WORK TO COMPLETE —
Set down every record below exactly as written.

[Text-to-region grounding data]
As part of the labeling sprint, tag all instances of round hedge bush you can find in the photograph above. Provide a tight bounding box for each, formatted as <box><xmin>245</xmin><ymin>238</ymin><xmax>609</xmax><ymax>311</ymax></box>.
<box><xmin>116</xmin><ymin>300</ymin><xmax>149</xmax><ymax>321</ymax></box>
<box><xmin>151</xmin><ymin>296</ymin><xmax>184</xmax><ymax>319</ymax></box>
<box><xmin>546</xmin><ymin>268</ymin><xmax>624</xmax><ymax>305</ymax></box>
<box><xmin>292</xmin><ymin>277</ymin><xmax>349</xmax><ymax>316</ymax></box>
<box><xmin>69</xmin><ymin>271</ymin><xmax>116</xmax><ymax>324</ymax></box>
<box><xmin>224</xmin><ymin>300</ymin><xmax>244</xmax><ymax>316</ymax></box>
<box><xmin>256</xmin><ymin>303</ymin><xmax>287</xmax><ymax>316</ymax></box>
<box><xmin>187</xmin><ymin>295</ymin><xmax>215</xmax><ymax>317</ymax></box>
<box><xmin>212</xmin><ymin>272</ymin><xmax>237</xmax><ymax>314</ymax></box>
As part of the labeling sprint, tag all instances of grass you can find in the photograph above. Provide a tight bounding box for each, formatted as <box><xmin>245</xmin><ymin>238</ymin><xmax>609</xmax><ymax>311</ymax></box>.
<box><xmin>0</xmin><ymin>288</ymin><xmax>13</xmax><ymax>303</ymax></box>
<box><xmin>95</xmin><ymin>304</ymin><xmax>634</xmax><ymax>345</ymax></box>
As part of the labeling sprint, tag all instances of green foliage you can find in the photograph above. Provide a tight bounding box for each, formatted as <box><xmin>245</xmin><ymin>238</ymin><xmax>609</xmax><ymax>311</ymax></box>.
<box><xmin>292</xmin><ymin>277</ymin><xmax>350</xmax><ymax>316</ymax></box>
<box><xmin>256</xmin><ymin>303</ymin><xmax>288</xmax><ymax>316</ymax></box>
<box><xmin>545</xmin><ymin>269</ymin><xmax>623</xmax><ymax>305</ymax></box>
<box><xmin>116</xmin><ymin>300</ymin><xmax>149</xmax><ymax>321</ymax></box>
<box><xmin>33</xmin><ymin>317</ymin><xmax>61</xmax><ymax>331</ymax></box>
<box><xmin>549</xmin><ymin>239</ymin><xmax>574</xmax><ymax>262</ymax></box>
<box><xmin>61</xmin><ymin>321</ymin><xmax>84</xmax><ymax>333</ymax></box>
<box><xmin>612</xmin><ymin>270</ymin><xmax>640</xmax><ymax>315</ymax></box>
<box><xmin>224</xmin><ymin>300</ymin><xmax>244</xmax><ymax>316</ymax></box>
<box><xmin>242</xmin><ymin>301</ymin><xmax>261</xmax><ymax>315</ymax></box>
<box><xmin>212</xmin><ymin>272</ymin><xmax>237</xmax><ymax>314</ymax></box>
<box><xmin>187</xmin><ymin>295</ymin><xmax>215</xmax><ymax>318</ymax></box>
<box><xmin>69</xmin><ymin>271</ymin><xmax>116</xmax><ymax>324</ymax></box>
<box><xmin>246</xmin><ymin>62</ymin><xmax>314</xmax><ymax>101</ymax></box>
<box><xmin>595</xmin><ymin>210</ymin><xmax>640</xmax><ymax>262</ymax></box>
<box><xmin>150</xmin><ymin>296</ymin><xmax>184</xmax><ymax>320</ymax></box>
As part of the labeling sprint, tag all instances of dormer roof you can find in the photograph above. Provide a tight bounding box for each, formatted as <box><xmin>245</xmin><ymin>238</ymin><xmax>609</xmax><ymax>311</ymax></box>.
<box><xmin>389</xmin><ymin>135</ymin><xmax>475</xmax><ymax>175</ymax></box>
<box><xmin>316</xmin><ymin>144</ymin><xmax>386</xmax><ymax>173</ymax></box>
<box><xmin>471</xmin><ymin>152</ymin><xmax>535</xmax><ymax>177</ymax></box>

THE COMPLETED TASK —
As part of the labeling sprint, tag all instances of round hedge bush you can find in the photograph above. Provide a tight bounding box for each, formatted as <box><xmin>245</xmin><ymin>238</ymin><xmax>609</xmax><ymax>311</ymax></box>.
<box><xmin>116</xmin><ymin>300</ymin><xmax>149</xmax><ymax>321</ymax></box>
<box><xmin>151</xmin><ymin>296</ymin><xmax>184</xmax><ymax>319</ymax></box>
<box><xmin>546</xmin><ymin>268</ymin><xmax>624</xmax><ymax>305</ymax></box>
<box><xmin>292</xmin><ymin>277</ymin><xmax>349</xmax><ymax>316</ymax></box>
<box><xmin>69</xmin><ymin>271</ymin><xmax>116</xmax><ymax>324</ymax></box>
<box><xmin>224</xmin><ymin>300</ymin><xmax>244</xmax><ymax>316</ymax></box>
<box><xmin>256</xmin><ymin>303</ymin><xmax>287</xmax><ymax>316</ymax></box>
<box><xmin>187</xmin><ymin>295</ymin><xmax>215</xmax><ymax>317</ymax></box>
<box><xmin>212</xmin><ymin>272</ymin><xmax>237</xmax><ymax>314</ymax></box>
As part of the labeling sprint, tag all instances of grass you can find in the photograph above. Provide a tight bounding box for each, formatted as <box><xmin>245</xmin><ymin>238</ymin><xmax>609</xmax><ymax>311</ymax></box>.
<box><xmin>0</xmin><ymin>288</ymin><xmax>13</xmax><ymax>303</ymax></box>
<box><xmin>95</xmin><ymin>304</ymin><xmax>634</xmax><ymax>345</ymax></box>
As part of the labeling sprint, tag all instances of green foliage you can find in the photograph above. Provide a tight bounding box for each, formatted as <box><xmin>245</xmin><ymin>238</ymin><xmax>609</xmax><ymax>311</ymax></box>.
<box><xmin>292</xmin><ymin>277</ymin><xmax>350</xmax><ymax>316</ymax></box>
<box><xmin>256</xmin><ymin>303</ymin><xmax>288</xmax><ymax>316</ymax></box>
<box><xmin>545</xmin><ymin>269</ymin><xmax>623</xmax><ymax>305</ymax></box>
<box><xmin>116</xmin><ymin>300</ymin><xmax>149</xmax><ymax>321</ymax></box>
<box><xmin>33</xmin><ymin>317</ymin><xmax>61</xmax><ymax>331</ymax></box>
<box><xmin>549</xmin><ymin>239</ymin><xmax>574</xmax><ymax>262</ymax></box>
<box><xmin>61</xmin><ymin>321</ymin><xmax>84</xmax><ymax>333</ymax></box>
<box><xmin>612</xmin><ymin>270</ymin><xmax>640</xmax><ymax>315</ymax></box>
<box><xmin>224</xmin><ymin>300</ymin><xmax>244</xmax><ymax>316</ymax></box>
<box><xmin>242</xmin><ymin>301</ymin><xmax>261</xmax><ymax>315</ymax></box>
<box><xmin>212</xmin><ymin>272</ymin><xmax>237</xmax><ymax>314</ymax></box>
<box><xmin>187</xmin><ymin>295</ymin><xmax>215</xmax><ymax>318</ymax></box>
<box><xmin>69</xmin><ymin>271</ymin><xmax>116</xmax><ymax>324</ymax></box>
<box><xmin>246</xmin><ymin>62</ymin><xmax>314</xmax><ymax>101</ymax></box>
<box><xmin>595</xmin><ymin>210</ymin><xmax>640</xmax><ymax>262</ymax></box>
<box><xmin>150</xmin><ymin>296</ymin><xmax>184</xmax><ymax>320</ymax></box>
As part of the labeling sprint, tag all instances of dormer roof you can find in the photograph above. Provide a tight bounding box for each, formatted as <box><xmin>245</xmin><ymin>238</ymin><xmax>609</xmax><ymax>311</ymax></box>.
<box><xmin>389</xmin><ymin>135</ymin><xmax>475</xmax><ymax>175</ymax></box>
<box><xmin>316</xmin><ymin>144</ymin><xmax>386</xmax><ymax>173</ymax></box>
<box><xmin>471</xmin><ymin>152</ymin><xmax>535</xmax><ymax>177</ymax></box>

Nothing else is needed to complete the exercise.